Point localization data:
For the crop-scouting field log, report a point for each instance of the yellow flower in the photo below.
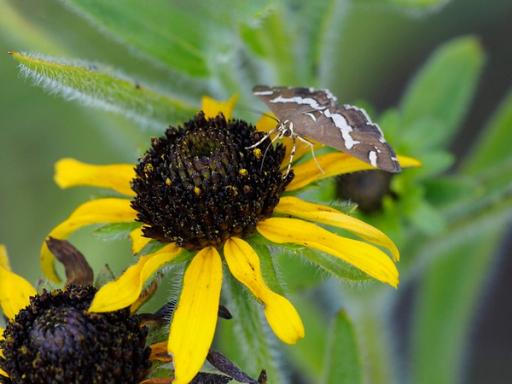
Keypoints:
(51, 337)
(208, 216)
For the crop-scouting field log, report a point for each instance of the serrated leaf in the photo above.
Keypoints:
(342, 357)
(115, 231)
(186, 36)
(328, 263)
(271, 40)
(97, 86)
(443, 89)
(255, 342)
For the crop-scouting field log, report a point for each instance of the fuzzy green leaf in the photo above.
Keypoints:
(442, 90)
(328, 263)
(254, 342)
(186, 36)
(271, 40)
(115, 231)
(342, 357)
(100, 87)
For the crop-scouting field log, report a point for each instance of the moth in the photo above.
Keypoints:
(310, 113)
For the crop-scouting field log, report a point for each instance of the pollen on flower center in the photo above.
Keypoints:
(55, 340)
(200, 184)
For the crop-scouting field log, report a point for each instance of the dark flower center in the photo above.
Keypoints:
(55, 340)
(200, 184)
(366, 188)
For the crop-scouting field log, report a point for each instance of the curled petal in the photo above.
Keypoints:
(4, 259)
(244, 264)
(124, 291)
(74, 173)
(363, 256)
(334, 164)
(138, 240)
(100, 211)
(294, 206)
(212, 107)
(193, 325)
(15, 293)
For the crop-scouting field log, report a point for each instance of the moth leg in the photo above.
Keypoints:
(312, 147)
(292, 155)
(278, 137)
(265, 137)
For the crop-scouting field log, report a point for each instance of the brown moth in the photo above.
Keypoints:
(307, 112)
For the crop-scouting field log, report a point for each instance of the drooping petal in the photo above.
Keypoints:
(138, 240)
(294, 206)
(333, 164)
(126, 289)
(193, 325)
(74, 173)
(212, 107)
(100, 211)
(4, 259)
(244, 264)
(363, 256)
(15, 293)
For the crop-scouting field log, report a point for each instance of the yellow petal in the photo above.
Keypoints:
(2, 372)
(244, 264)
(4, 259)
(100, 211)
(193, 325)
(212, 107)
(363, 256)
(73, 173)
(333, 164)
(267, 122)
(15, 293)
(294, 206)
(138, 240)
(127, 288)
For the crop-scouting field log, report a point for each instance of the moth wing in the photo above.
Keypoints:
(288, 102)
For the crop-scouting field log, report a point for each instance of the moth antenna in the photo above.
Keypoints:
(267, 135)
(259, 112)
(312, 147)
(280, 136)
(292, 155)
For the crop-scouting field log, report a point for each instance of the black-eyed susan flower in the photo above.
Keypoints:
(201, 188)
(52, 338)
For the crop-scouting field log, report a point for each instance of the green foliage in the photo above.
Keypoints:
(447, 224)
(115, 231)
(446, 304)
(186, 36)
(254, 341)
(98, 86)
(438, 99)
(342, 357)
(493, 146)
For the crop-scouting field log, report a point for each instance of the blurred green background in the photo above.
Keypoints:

About this exercise: In the entries above, locate every line with the word "leaf" and copy it.

Reply to the exercise:
For the crop-scouting field log, report a point for each instance of the serrated leaf in the photo above.
For the crop-scouting field log, report a point for each instance of the fuzzy green leaf in the photo above.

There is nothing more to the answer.